Copy everything from "Posted on September" down to "the final structure." in the passage on the ephemeral nature of digital information below.

» SUPPLIED PASSAGE:
===============

And meanwhile, the wonderful Internet Archive keeps crawling and gathering, crawling and gathering. We may be ephemeral, but the human capacity to slow down time is amazing.

Thanks to Thinking Shift, Your Daily Awesome, Curious Expeditions and if: book for the library links.

4 Comments so far

Matt Moore

On a philosophical, the ephemeral nature of digital information is an uncomfortable reminder of our own ephemeral, mortal natures.

At the same time the world is better recorded. People fret over future employers finding youthful blog posts 20 years hence.

Our information worlds are disordered plenitudes.

Posted on September 20, 2007 at 04:06 PM | Comment permalink

Patrick Lambe

Disordered plenitudes of the temporary Now, Matt… at least in the blogosphere, how long is our memory, and how persistent our futures?

When Newgrange in Ireland was built over 3,000 years ago, it took two or three generations to build, the alignment of the inner chamber with the winter solstice rising sun could only be checked two or three days a year (if it wasn’t cloudy), and yet that alignment was sustained from the first works on the tomb to the final structure.

Sometimes I wonder whether the greater the plenitude of information the more temporary we become, and poverty of information gives us, as a species, greater sense of memory and foresight.

===============

» DATA:

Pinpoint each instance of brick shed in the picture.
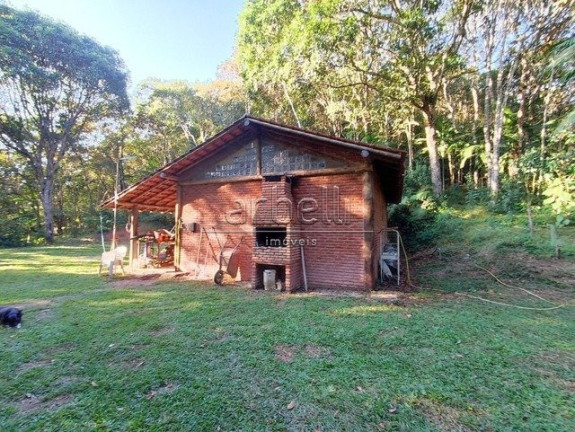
[102,116,405,290]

===============

» COMPLETE RESPONSE:
Posted on September 20, 2007 at 04:06 PM | Comment permalink

Patrick Lambe

Disordered plenitudes of the temporary Now, Matt… at least in the blogosphere, how long is our memory, and how persistent our futures?

When Newgrange in Ireland was built over 3,000 years ago, it took two or three generations to build, the alignment of the inner chamber with the winter solstice rising sun could only be checked two or three days a year (if it wasn’t cloudy), and yet that alignment was sustained from the first works on the tomb to the final structure.